What you have to do >> Scale the data below by rewriting every line, phrases included, starting at the line containing "Phrase: roof overhang" and ending with the last line, with each pixel coordinate multiplied by 2.35 and rounded to a whole number (halves go up). Omit the pictures from the answer.

[Point annotation dataset records]
● ● ● ● ● ● ●
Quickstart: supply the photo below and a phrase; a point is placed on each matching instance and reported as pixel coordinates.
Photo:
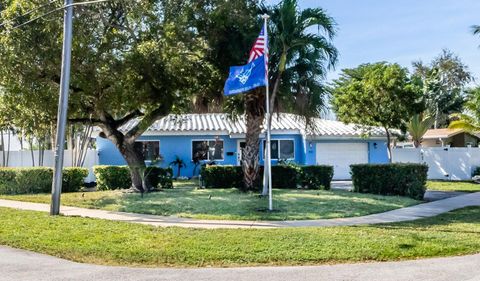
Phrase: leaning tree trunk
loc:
(255, 114)
(137, 167)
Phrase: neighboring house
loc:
(449, 137)
(215, 137)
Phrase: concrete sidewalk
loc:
(405, 214)
(24, 265)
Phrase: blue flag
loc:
(246, 77)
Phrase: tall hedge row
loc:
(404, 179)
(39, 180)
(118, 177)
(283, 176)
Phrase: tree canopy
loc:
(444, 81)
(378, 94)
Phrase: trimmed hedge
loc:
(73, 179)
(404, 179)
(38, 180)
(317, 177)
(283, 176)
(118, 177)
(222, 176)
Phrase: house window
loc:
(149, 149)
(207, 149)
(281, 149)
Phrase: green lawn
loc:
(186, 201)
(118, 243)
(453, 186)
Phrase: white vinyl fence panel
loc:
(24, 159)
(443, 163)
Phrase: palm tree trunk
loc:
(2, 144)
(255, 115)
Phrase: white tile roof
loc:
(220, 122)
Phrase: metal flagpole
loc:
(62, 108)
(268, 162)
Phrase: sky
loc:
(402, 31)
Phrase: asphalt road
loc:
(23, 265)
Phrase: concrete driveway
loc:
(18, 265)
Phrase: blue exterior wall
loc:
(299, 148)
(171, 146)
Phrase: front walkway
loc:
(24, 265)
(399, 215)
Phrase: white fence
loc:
(24, 159)
(443, 163)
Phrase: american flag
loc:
(258, 48)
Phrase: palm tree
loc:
(418, 126)
(469, 120)
(179, 163)
(300, 59)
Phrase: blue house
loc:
(215, 137)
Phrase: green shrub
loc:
(118, 177)
(39, 180)
(160, 177)
(476, 171)
(317, 177)
(73, 179)
(112, 177)
(390, 179)
(222, 176)
(286, 176)
(33, 180)
(7, 181)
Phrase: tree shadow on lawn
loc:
(236, 205)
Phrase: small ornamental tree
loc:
(378, 94)
(132, 61)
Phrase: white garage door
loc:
(341, 156)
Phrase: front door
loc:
(240, 146)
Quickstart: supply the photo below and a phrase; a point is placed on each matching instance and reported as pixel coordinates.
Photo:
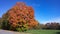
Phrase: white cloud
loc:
(57, 19)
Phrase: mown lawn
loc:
(44, 31)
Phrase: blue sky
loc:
(45, 10)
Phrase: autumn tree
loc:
(20, 17)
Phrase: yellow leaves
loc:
(22, 14)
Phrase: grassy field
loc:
(44, 31)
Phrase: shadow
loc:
(57, 32)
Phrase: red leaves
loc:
(21, 13)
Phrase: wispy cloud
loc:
(56, 19)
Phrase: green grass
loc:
(43, 31)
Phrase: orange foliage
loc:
(21, 13)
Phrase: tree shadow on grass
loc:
(57, 32)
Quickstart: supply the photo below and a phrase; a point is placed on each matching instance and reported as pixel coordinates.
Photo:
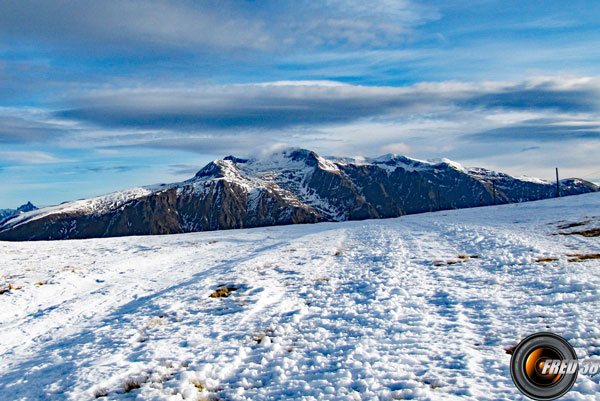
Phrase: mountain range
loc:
(6, 214)
(288, 187)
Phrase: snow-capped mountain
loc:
(6, 214)
(288, 187)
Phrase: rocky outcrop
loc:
(291, 187)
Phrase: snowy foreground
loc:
(418, 307)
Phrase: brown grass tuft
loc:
(222, 292)
(546, 259)
(131, 384)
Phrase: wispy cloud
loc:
(30, 157)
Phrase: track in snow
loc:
(355, 310)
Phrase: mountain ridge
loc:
(287, 187)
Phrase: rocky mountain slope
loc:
(6, 214)
(289, 187)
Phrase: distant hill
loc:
(6, 214)
(288, 187)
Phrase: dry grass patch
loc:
(546, 259)
(223, 292)
(100, 393)
(10, 288)
(131, 384)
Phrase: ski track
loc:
(354, 311)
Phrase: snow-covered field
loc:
(419, 307)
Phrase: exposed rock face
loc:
(6, 214)
(291, 187)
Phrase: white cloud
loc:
(31, 157)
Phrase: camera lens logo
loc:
(544, 366)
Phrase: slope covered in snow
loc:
(417, 307)
(288, 187)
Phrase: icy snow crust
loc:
(355, 310)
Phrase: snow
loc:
(353, 310)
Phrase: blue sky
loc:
(101, 96)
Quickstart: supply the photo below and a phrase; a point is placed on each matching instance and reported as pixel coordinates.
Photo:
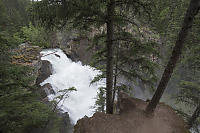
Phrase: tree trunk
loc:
(195, 115)
(187, 24)
(109, 67)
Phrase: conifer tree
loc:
(192, 11)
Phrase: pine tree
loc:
(187, 24)
(87, 14)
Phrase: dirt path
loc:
(133, 119)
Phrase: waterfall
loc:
(68, 74)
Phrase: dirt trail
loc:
(133, 119)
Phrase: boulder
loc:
(44, 72)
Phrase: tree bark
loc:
(195, 115)
(187, 24)
(109, 67)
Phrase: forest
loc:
(93, 66)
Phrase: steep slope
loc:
(133, 119)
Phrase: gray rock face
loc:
(44, 72)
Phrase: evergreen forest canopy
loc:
(154, 42)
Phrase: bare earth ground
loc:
(133, 119)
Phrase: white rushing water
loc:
(68, 74)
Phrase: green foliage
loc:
(20, 108)
(35, 35)
(100, 102)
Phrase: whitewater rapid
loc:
(67, 74)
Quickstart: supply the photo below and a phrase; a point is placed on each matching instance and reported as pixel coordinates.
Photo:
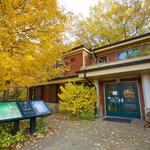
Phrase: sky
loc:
(78, 6)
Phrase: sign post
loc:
(32, 128)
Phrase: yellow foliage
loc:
(77, 99)
(30, 41)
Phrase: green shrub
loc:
(87, 116)
(78, 100)
(7, 140)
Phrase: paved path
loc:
(94, 135)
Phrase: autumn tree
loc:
(113, 20)
(30, 42)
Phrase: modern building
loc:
(119, 71)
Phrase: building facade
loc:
(119, 71)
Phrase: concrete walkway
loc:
(94, 135)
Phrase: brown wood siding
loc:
(112, 54)
(53, 94)
(74, 62)
(88, 59)
(45, 93)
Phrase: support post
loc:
(15, 127)
(32, 128)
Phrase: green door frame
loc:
(116, 104)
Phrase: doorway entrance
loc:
(122, 100)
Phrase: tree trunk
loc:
(16, 94)
(27, 94)
(5, 95)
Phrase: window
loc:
(72, 59)
(102, 59)
(129, 54)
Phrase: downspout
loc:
(95, 109)
(94, 54)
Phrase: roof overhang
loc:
(136, 65)
(141, 38)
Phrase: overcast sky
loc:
(78, 6)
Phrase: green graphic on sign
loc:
(9, 110)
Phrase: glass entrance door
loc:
(122, 100)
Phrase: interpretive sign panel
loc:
(40, 108)
(9, 111)
(27, 109)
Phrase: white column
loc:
(96, 83)
(146, 90)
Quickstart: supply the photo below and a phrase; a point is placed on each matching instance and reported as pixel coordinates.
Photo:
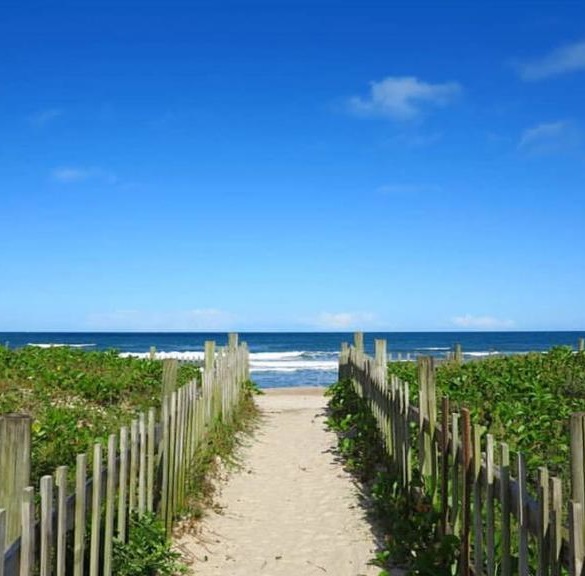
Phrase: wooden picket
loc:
(128, 481)
(480, 502)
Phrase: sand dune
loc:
(291, 509)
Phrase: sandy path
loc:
(291, 509)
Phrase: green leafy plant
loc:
(77, 397)
(408, 520)
(147, 552)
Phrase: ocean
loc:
(279, 359)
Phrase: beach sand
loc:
(291, 509)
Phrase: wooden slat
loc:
(123, 484)
(2, 539)
(455, 475)
(96, 506)
(490, 497)
(80, 515)
(445, 527)
(477, 509)
(556, 514)
(61, 482)
(27, 545)
(46, 539)
(142, 464)
(466, 497)
(151, 460)
(110, 505)
(522, 515)
(576, 538)
(132, 500)
(506, 509)
(543, 523)
(165, 458)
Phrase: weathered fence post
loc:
(15, 435)
(466, 497)
(428, 411)
(577, 428)
(170, 368)
(381, 353)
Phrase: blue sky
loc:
(292, 165)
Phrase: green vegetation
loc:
(76, 397)
(524, 400)
(148, 550)
(408, 521)
(219, 451)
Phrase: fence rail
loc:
(144, 468)
(480, 502)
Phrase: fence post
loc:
(15, 435)
(466, 498)
(577, 459)
(381, 353)
(2, 539)
(428, 411)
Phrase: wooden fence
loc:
(502, 528)
(145, 468)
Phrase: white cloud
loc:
(73, 174)
(568, 58)
(481, 322)
(403, 97)
(195, 319)
(344, 320)
(549, 137)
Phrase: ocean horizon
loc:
(279, 359)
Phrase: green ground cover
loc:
(524, 400)
(77, 397)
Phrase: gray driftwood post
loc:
(15, 433)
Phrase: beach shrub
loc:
(525, 400)
(77, 397)
(409, 523)
(148, 551)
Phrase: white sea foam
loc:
(292, 361)
(480, 354)
(275, 355)
(58, 345)
(435, 348)
(292, 366)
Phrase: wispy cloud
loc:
(44, 117)
(403, 97)
(468, 321)
(194, 319)
(550, 137)
(344, 320)
(77, 174)
(567, 58)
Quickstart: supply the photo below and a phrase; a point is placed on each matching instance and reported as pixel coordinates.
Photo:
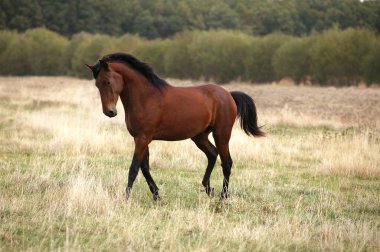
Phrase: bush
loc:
(153, 53)
(258, 65)
(371, 66)
(336, 56)
(35, 52)
(218, 55)
(292, 59)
● ● ● ● ● ● ●
Solution >>
Phrase: roof overhang
loc:
(320, 153)
(331, 89)
Phrase: overcast sky
loc:
(183, 14)
Phrase: green graphic on sign
loc:
(21, 259)
Phrase: glass entrance door
loc:
(287, 235)
Phrase: interpretive sign panel
loc:
(94, 254)
(21, 261)
(63, 256)
Phrase: white column
loc:
(226, 195)
(343, 212)
Quickstart: supply the photo below and a phrase; a point is placed on each matching instance and reported as pixel coordinates.
Photo:
Phrase: wooden picket
loc:
(301, 1130)
(1128, 1180)
Phrase: sand dune
loc:
(684, 1196)
Phrase: sandy path
loc:
(684, 1196)
Phrase: green leafy plant
loc:
(181, 933)
(959, 1222)
(345, 1297)
Phrase: ocean
loc:
(656, 844)
Phrase: beach sand
loc:
(684, 1196)
Phrase: wooden slat
loc:
(289, 1137)
(5, 1267)
(1069, 1116)
(226, 1189)
(1152, 1168)
(188, 1210)
(1046, 1238)
(1121, 1196)
(1307, 1208)
(143, 1133)
(63, 1281)
(108, 1267)
(334, 1090)
(1095, 1168)
(355, 1081)
(259, 1187)
(1227, 1210)
(1354, 1264)
(310, 1175)
(1189, 1196)
(1276, 1229)
(388, 1076)
Phrase: weathered fence post
loc:
(35, 1022)
(1095, 1168)
(1006, 966)
(1356, 1006)
(400, 865)
(895, 830)
Phrase: blue sky
loc:
(686, 388)
Phrase: green vegetation
loc:
(179, 933)
(1231, 940)
(348, 1293)
(959, 1224)
(515, 1060)
Phrase: fence rail
loc:
(338, 1100)
(1128, 1180)
Phrase: fence post
loc:
(35, 1022)
(1095, 1170)
(1356, 1079)
(895, 830)
(5, 1267)
(1006, 966)
Phrase: wooden fence
loc:
(1180, 1241)
(341, 1100)
Phrase: white cloud
loc:
(172, 409)
(1335, 136)
(1130, 757)
(947, 228)
(458, 750)
(808, 752)
(1290, 322)
Phrase: ocean horizon
loc:
(656, 844)
Phrase: green ground cover
loc:
(1231, 940)
(181, 933)
Phrase: gray driftwood post
loc:
(35, 1018)
Phrase: beach shrub
loc:
(1234, 940)
(181, 933)
(961, 1229)
(348, 1295)
Phrase: white sea foam
loc:
(686, 848)
(1128, 832)
(646, 834)
(136, 811)
(1022, 818)
(686, 860)
Phrase: wispy cloud
loc:
(103, 275)
(947, 228)
(1100, 754)
(456, 750)
(1293, 322)
(808, 752)
(181, 409)
(1332, 136)
Quickstart: supply the photo below and a phrase; a point is placed on each matching instance and reported as pixel coordinates.
Photo:
Phrase: bush
loc:
(360, 125)
(606, 153)
(872, 155)
(790, 132)
(82, 122)
(512, 129)
(686, 139)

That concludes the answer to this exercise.